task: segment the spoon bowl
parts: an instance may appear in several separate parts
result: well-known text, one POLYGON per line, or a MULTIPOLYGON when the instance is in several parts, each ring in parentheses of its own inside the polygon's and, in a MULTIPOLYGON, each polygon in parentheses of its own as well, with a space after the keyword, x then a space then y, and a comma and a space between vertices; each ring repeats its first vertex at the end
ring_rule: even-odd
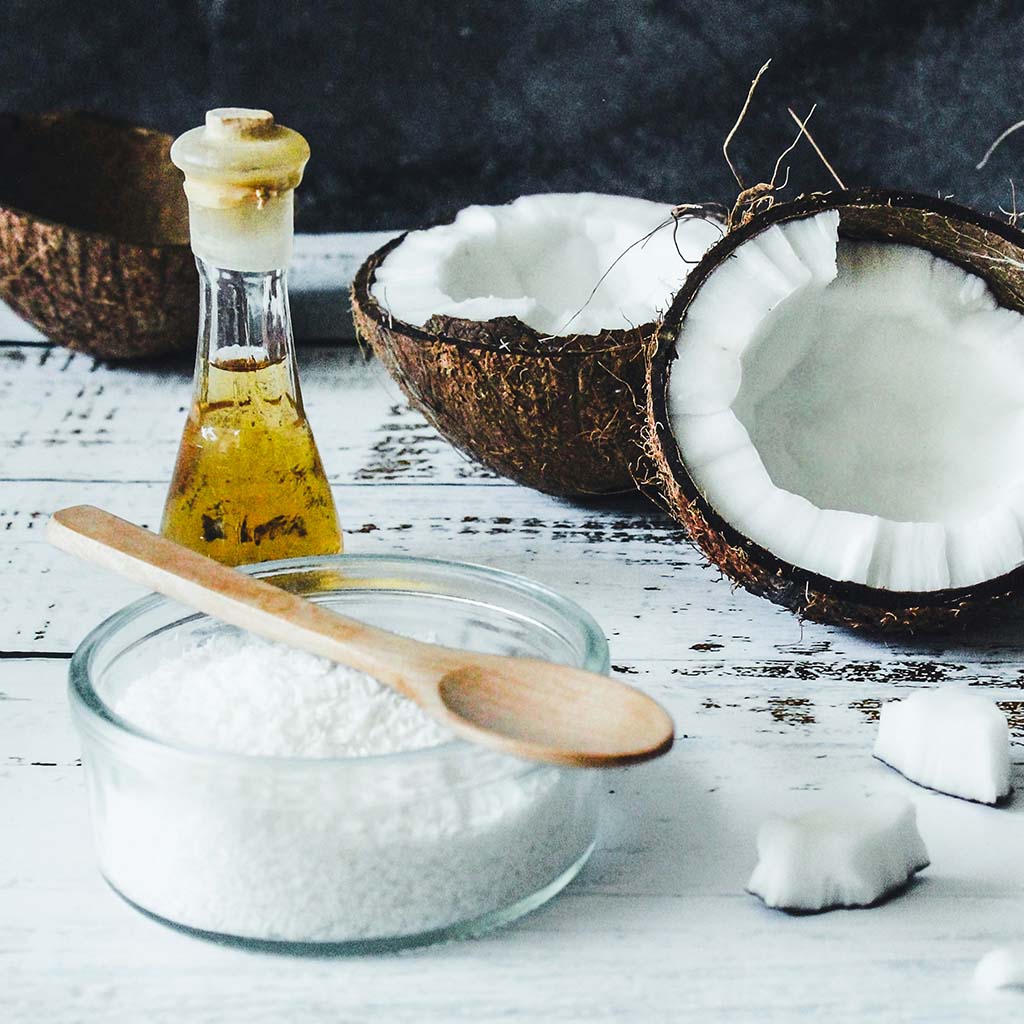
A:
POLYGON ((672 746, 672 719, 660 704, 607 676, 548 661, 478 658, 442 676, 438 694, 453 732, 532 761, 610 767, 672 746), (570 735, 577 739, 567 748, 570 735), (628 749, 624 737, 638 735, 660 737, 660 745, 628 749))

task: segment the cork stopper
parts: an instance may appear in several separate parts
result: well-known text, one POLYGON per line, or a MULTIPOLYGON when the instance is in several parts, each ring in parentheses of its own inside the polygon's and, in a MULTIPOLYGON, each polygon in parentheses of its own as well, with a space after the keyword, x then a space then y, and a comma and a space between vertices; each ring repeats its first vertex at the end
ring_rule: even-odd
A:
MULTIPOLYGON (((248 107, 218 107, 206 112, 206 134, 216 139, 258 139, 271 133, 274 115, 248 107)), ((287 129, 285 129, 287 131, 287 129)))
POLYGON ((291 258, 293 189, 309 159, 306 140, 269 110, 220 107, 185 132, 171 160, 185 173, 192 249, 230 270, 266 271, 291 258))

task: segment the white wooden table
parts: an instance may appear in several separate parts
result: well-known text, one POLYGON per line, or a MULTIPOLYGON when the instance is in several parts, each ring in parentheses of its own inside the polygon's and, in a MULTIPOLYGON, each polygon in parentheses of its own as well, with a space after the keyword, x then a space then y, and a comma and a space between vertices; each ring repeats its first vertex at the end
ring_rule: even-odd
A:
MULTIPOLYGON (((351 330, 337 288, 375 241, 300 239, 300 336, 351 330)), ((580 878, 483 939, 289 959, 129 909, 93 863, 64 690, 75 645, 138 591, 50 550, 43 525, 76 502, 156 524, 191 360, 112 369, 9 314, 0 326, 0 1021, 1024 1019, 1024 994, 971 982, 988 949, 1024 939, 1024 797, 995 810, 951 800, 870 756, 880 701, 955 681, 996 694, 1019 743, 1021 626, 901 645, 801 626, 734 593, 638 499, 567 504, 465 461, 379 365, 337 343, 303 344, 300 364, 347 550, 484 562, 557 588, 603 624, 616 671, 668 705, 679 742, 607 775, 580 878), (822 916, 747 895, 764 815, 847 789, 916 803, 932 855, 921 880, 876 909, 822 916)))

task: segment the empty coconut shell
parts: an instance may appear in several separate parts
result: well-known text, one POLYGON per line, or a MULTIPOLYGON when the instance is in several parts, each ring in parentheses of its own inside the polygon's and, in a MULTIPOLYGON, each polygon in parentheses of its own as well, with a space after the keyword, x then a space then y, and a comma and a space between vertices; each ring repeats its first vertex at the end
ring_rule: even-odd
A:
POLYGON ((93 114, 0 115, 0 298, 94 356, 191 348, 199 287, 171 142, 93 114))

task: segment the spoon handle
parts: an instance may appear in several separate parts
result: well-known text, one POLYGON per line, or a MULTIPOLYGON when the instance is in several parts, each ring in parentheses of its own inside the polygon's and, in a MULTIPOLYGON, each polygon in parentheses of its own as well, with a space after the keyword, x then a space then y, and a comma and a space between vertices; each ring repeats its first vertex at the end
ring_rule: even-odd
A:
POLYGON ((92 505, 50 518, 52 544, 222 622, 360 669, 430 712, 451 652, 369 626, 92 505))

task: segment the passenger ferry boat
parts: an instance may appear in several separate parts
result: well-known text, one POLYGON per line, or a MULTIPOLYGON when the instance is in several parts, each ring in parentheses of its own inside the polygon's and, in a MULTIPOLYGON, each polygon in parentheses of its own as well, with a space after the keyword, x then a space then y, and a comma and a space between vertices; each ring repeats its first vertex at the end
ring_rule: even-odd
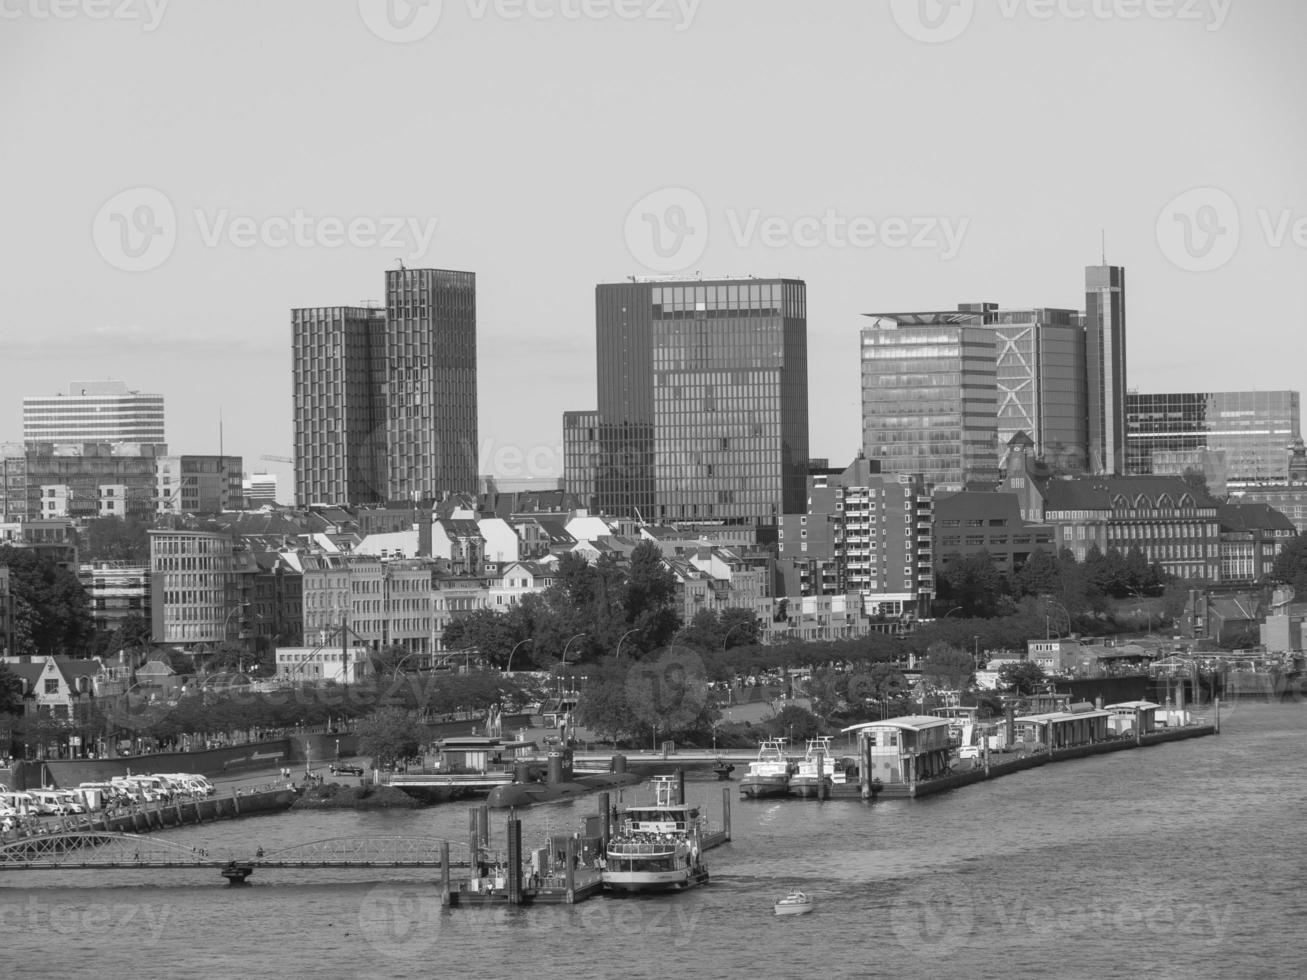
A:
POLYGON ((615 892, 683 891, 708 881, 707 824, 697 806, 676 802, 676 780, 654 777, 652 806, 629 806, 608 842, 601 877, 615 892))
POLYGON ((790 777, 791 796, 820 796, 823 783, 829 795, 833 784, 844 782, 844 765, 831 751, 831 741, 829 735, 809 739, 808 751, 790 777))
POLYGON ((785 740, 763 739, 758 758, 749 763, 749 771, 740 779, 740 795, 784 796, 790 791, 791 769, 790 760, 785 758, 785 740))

#### Task statement:
Given the data above, which lines hold the string "segment"? Return them.

#### The answer:
task: segment the spoon bowl
task: segment the cork stopper
task: segment the white wooden table
task: segment the empty coconut shell
task: segment the spoon handle
task: segment the passenger ferry boat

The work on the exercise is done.